**EXERCISES TO COMPLETE:**
(a) Copy the passage on HIPAA compliance word for word, from "The new and" to "against the government.".
(b) Go on with the passage on HIPAA compliance, picking up right after its last sentence.

:: SELECTED EXTRACT

There are many interpretations of the question what does it mean to be HIPAA compliant, and therefore many answers. While most of the answers are correct, an explanation of why so many interpretations exist can be useful to students of HIPAA law and HIPAA compliance.
The Health Insurance Portability and Accountability Act (HIPAA) was passed in 1996 with the primary objective of reforming the health insurance industry. To achieve its objective Title I of HIPAA added new sections to the Employee Retirement Income Security Act and the Public Health Service Act and amended existing sections of the Internal Revenue Code.
The new and amended sections apply to group health plans, health insurance issuers, and health maintenance organizations. So, what does it mean to be HIPAA compliant in this instance is that qualifying group health plans, health insurance issuers, and health maintenance organizations must comply with the applicable Acts and Internal Revenue Code as amended by HIPAA.
What is Compliance with Title II of HIPAA?
Title II of HIPAA – the Title from which the Privacy and Security Rules evolved – mostly focuses on amendments to the Social Security Act to establish a fraud and abuse control program to protect federal healthcare plans (i.e., Medicare). Subtitles A to E of Title II effectively increase the civil and criminal penalties for making fraudulent health claims against the government.
It is only when you get to Subtitle F of Title II that you understand why common interpretations of the question what does it mean to be HIPAA compliant focus on the privacy of Protected Health Information (PHI) and the confidentiality, integrity, and availability of electronic PHI – and even these sections are well disguised among the provisions for developing transaction standards.
In fact, the small sections of text that relate to the privacy and security of PHI occupy less than one page of the 169 page text of HIPAA. These sections instruct the Secretary for Health and Human Services (HHS) to develop standards for the security of health information created, collected, maintained, or transmitted during electronic transactions, and to make recommendations “with respect to the privacy of certain health information”.
As it was almost seven years before the Privacy Rule became effective, and almost nine years before the Security Rule became effective, it is not even accurate to use these two Rules to answer the question what does it mean to be HIPAA compliant with Title II. So how did the interpretations of what it means to be HIPAA compliant that refer to the Privacy and Security Rules come about?
HIPAA Compliance Effectively Started in 2013
Although HHS had published an Enforcement Rule in 2006 and an Interim Breach Notification Rule in 2009, very few organizations took HIPAA compliance seriously until the publication of the HIPAA Final Omnibus Rule in January 2013. At the time, HHS’ Office for Civil Rights had only issued thirteen civil monetary penalties for HIPAA violations and State Attorney Generals only five.
However, the HIPAA Final Omnibus Rule made several key changes to the enforcement of the Privacy, Security, and Breach Notification Rules. Not only did the Final Rule make business associates directly liable for data breaches, but it also applied a four-scale tier of penalties for HIPAA violations – raising the maximum an organization could be fined for a violation from $25,000 to $1.5 million.

::::
:: DATASET SECTION

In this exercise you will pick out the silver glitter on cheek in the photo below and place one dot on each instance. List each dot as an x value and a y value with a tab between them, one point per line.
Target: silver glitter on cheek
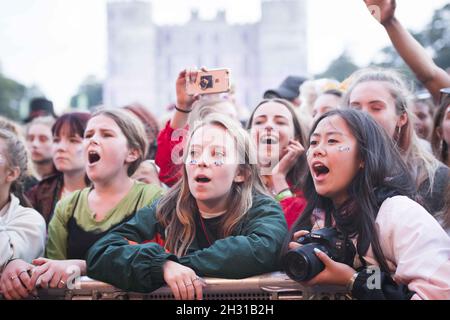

::::

**ANSWER LIST:**
(a)
The new and amended sections apply to group health plans, health insurance issuers, and health maintenance organizations. So, what does it mean to be HIPAA compliant in this instance is that qualifying group health plans, health insurance issuers, and health maintenance organizations must comply with the applicable Acts and Internal Revenue Code as amended by HIPAA.
What is Compliance with Title II of HIPAA?
Title II of HIPAA – the Title from which the Privacy and Security Rules evolved – mostly focuses on amendments to the Social Security Act to establish a fraud and abuse control program to protect federal healthcare plans (i.e., Medicare). Subtitles A to E of Title II effectively increase the civil and criminal penalties for making fraudulent health claims against the government.

(b)
Additionally, the HIPAA Final Omnibus Rule reversed the burden of proof so covered entities and business associates had to demonstrate a low probability of harm if not notifying a data breach. Previously HHS’ Office for Civil Rights had to demonstrate a high probability of harm before pursuing enforcement action for a violation of HIPAA – which explains why so few penalties were issued.
Subsequent enforcement action saw a four-fold increase in the number of penalties issued by HHS’ Office for Civil Rights and State Attorneys General as covered entities and business associates scrambled to comply with the “new” Rules. It was because the new Rules came into force 17 years after the passage of HIPAA that many interpretations of what does it mean to be HIPAA compliant only refer to “post-Omnibus HIPAA”, rather than any other provisions among the 5 Titles of HIPAA.
What Does it Mean to be HIPAA Compliant in 2023?
Ten years after the publication of the HIPAA Final Omnibus Rule, there are still different interpretations of what does it mean to be HIPAA compliant. Some answers claim HIPAA compliance is compliance with the Administrative, Physical, and Technical Safeguards of the Security Rule – which can be correct depending on the nature of a business associate’s operations and the notification clause in the Business Associate Agreement.
Other answers may include the Privacy Rule, Breach Notification Rule, and the entirety of the Security Rule (because there’s more to the Security Rule than the three Safeguards), while the most accurate answers include the applicable standards of the HIPAA General Provisions and Transaction Rules – notwithstanding that covered entities and business associates only need comply with standards that apply to their functions to comply with HIPAA.
If you are unsure about what does it mean to be HIPAA compliant in 2023 – and you are responsible for the privacy or security of PHI in your organization – it is advisable to seek professional compliance advice. There are a number of changes to HIPAA under consideration which may be implemented in the near future, and it will be easier for organizations that are already compliant with HIPAA to comply with the new regulations than have two set of standards to catch up on.